* [挑戦課題] 本文の「今から40年前は」で始まる段落を、主な事実を残して箇条書きにまとめなさい。

編集:岩田忠利 / 編集支援:阿部匡宏
NO.831 2016.01.06 掲載 
★画像はクリックし拡大してご覧ください。
戦争
百日草の詩(11)
    
本誌「思いつくまま」
                          
★昭和56年7月1日発行『とうよこ沿線』第6号から転載

    菊名池と私の店

       風月堂店主 山岡増衛(港北区菊名 72歳)

       




筆者・山岡増衛さん

今から40年前は、不景気のどん底でした。独立を決意した私(当時28歳)に、恩師・風月堂社長は、もろ手をあげて賛成してくれ、3ケ月もかかりやっと現在地を探しあてました。

* [提供データ]
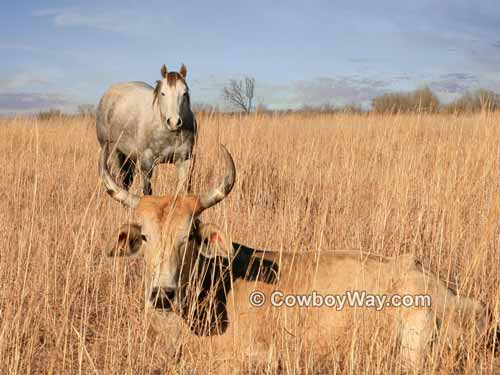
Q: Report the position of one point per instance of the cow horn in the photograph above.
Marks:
(220, 192)
(121, 195)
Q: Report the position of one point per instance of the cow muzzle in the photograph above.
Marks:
(162, 298)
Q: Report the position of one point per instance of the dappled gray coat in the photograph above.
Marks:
(145, 126)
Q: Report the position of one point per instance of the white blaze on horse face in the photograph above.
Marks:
(172, 102)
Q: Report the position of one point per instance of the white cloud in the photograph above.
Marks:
(122, 21)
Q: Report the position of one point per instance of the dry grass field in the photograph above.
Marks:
(426, 185)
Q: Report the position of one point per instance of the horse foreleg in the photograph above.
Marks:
(184, 173)
(146, 174)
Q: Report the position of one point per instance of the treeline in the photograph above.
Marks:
(422, 100)
(425, 101)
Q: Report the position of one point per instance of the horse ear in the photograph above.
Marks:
(183, 71)
(164, 71)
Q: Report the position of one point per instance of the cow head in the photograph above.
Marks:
(169, 233)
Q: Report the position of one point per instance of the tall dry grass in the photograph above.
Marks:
(426, 185)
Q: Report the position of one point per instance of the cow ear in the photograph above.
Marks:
(127, 241)
(183, 71)
(164, 71)
(214, 241)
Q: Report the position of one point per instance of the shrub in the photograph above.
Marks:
(420, 100)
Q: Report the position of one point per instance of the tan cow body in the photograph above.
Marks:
(206, 280)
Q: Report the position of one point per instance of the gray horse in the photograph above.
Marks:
(145, 126)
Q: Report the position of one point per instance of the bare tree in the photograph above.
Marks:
(240, 94)
(87, 110)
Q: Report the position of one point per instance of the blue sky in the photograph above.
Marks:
(62, 53)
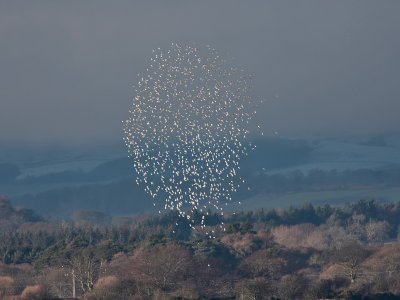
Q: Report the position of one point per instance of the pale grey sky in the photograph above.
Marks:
(67, 67)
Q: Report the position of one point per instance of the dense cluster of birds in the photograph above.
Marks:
(188, 129)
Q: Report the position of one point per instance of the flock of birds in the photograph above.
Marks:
(188, 128)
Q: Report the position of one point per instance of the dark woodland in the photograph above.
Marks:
(307, 252)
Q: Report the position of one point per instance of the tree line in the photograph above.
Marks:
(306, 252)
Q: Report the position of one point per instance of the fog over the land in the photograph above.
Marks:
(324, 67)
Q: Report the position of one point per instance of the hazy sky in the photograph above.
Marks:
(67, 67)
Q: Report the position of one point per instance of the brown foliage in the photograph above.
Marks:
(33, 292)
(241, 244)
(6, 286)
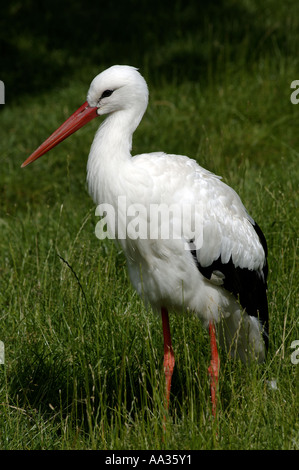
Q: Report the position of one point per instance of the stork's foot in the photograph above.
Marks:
(168, 355)
(213, 368)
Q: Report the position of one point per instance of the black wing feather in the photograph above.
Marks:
(248, 286)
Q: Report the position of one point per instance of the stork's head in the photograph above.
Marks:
(121, 87)
(117, 88)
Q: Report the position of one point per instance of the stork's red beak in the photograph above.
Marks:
(80, 117)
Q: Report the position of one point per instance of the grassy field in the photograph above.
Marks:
(83, 356)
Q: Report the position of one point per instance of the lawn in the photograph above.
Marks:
(83, 362)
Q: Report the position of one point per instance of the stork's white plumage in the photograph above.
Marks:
(223, 279)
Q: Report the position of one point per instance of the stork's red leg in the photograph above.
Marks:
(168, 353)
(214, 366)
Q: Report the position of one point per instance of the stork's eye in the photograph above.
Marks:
(106, 93)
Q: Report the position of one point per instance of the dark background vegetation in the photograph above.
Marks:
(45, 43)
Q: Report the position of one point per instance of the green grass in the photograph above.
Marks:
(83, 356)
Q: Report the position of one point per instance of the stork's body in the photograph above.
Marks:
(221, 278)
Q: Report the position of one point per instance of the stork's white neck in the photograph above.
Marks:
(110, 153)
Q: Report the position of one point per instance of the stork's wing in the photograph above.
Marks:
(233, 252)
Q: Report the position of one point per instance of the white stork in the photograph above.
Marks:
(222, 279)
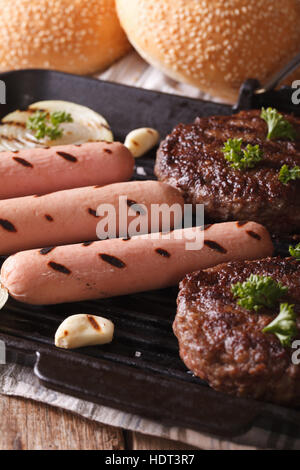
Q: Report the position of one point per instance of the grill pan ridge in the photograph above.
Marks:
(140, 371)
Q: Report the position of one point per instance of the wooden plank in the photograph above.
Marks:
(143, 442)
(28, 425)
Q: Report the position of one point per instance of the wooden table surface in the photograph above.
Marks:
(28, 425)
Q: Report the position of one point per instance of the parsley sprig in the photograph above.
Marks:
(257, 292)
(284, 325)
(278, 126)
(241, 159)
(287, 174)
(295, 251)
(48, 125)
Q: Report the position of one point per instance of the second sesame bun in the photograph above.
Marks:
(76, 36)
(213, 44)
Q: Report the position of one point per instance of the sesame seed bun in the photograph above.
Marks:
(213, 44)
(76, 36)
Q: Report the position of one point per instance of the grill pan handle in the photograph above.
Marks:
(252, 94)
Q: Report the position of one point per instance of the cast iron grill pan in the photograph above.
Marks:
(140, 371)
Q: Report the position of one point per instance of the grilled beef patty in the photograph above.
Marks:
(224, 344)
(191, 160)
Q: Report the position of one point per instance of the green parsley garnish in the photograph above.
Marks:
(295, 251)
(278, 127)
(45, 125)
(241, 159)
(257, 292)
(284, 325)
(287, 174)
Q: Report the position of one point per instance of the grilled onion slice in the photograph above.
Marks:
(87, 126)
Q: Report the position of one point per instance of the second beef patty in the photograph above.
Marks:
(191, 159)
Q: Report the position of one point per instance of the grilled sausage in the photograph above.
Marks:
(71, 216)
(45, 170)
(118, 267)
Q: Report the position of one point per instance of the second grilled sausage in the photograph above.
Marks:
(71, 216)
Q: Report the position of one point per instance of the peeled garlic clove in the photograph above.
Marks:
(82, 330)
(140, 141)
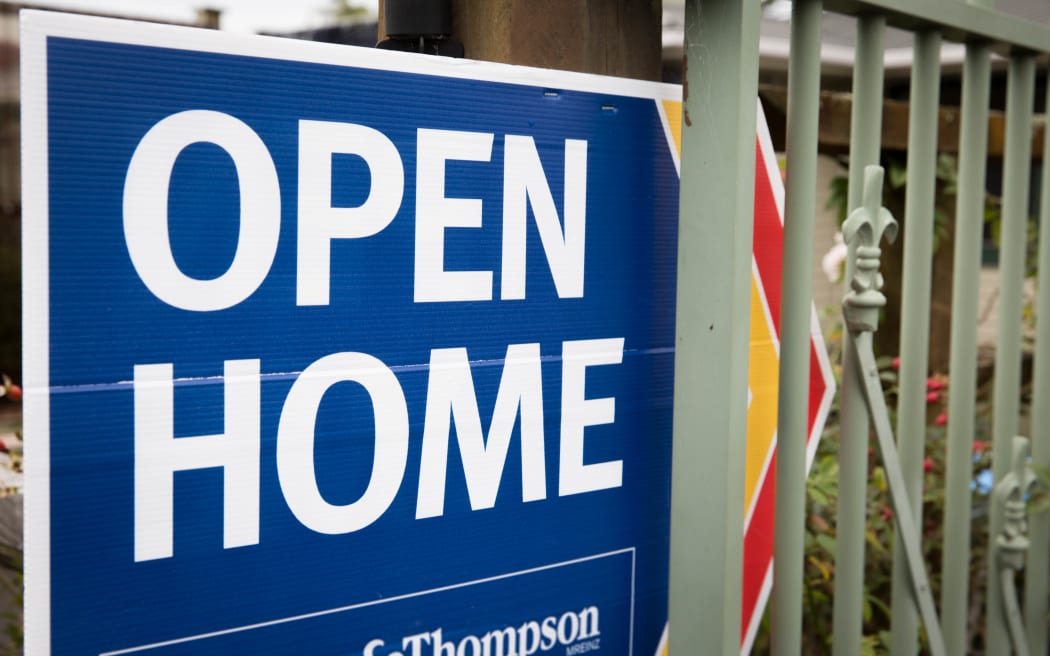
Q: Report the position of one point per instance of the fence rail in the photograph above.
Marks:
(721, 64)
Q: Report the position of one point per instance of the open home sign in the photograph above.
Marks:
(335, 351)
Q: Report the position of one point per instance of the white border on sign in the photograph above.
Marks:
(401, 597)
(200, 40)
(36, 26)
(36, 340)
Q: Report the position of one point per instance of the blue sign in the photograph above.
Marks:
(333, 351)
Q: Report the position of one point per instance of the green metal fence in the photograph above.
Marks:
(715, 244)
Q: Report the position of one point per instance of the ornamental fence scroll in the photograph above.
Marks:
(721, 41)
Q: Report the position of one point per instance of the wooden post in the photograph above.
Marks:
(607, 37)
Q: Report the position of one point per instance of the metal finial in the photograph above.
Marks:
(866, 225)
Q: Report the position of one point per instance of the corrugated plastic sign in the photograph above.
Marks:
(336, 351)
(333, 351)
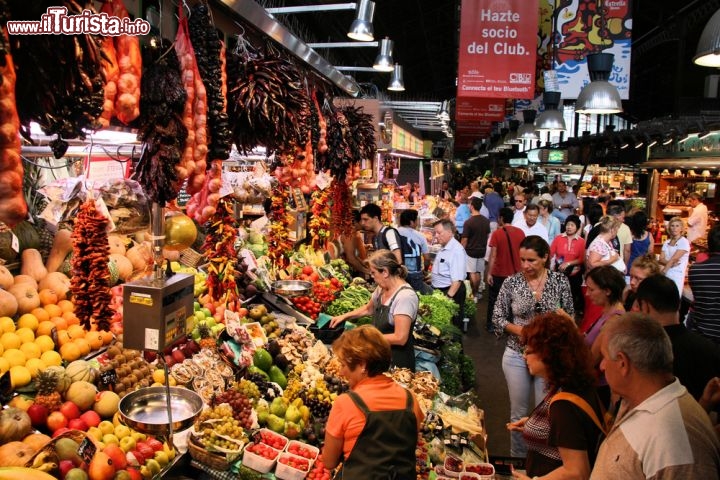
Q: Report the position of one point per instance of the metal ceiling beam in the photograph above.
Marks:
(263, 21)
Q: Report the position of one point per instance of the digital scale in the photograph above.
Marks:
(156, 311)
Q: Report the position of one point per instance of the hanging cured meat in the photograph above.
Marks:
(13, 208)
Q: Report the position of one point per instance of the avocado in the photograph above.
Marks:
(277, 376)
(262, 359)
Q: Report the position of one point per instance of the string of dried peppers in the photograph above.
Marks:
(90, 279)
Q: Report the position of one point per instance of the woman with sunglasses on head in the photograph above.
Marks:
(562, 436)
(532, 291)
(605, 286)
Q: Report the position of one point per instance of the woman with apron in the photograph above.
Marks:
(373, 428)
(393, 307)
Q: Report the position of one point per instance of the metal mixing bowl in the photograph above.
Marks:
(291, 288)
(145, 409)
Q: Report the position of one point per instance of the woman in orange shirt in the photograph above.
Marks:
(374, 426)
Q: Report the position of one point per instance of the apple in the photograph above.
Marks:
(77, 424)
(91, 418)
(70, 410)
(128, 443)
(122, 431)
(106, 426)
(38, 414)
(55, 421)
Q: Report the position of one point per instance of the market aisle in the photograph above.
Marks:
(486, 351)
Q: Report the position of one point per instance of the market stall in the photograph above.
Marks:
(145, 323)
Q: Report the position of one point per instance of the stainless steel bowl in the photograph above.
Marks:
(145, 409)
(291, 288)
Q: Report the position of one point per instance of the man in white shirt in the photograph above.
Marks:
(564, 201)
(529, 224)
(697, 223)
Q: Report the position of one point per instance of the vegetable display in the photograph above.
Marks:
(90, 279)
(13, 208)
(161, 125)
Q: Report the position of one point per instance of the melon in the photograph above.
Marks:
(80, 370)
(81, 394)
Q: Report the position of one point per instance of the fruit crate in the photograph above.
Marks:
(284, 471)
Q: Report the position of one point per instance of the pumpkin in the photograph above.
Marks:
(117, 243)
(26, 296)
(124, 266)
(14, 425)
(36, 441)
(8, 304)
(32, 264)
(140, 256)
(56, 281)
(15, 454)
(6, 278)
(62, 246)
(26, 279)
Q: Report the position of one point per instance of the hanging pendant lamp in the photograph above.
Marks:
(708, 51)
(396, 81)
(384, 62)
(599, 96)
(361, 28)
(551, 119)
(527, 131)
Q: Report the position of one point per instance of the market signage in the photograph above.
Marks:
(471, 110)
(581, 29)
(498, 46)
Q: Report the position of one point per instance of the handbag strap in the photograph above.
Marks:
(512, 254)
(584, 406)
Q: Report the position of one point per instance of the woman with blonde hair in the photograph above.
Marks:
(675, 253)
(601, 252)
(393, 306)
(374, 426)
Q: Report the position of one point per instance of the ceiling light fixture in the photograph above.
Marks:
(384, 62)
(361, 28)
(599, 96)
(527, 131)
(396, 81)
(551, 119)
(708, 51)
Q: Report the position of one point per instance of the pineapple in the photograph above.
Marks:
(206, 338)
(47, 391)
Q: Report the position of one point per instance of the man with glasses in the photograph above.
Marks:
(450, 267)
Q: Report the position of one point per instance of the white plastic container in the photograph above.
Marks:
(286, 472)
(258, 462)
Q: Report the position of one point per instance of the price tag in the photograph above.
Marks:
(87, 450)
(5, 388)
(108, 378)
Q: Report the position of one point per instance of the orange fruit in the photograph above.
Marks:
(71, 318)
(76, 331)
(107, 337)
(95, 339)
(70, 351)
(45, 328)
(83, 345)
(51, 357)
(48, 297)
(63, 337)
(60, 323)
(53, 310)
(45, 343)
(41, 314)
(66, 306)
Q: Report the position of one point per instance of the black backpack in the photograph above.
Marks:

* [解答]
- 今から40年前は不景気のどん底だった。
- 当時28歳の「私」が独立を決意した。
- 恩師である風月堂社長がもろ手をあげて賛成した。
- 3ケ月かけて、ようやく現在地を探しあてた。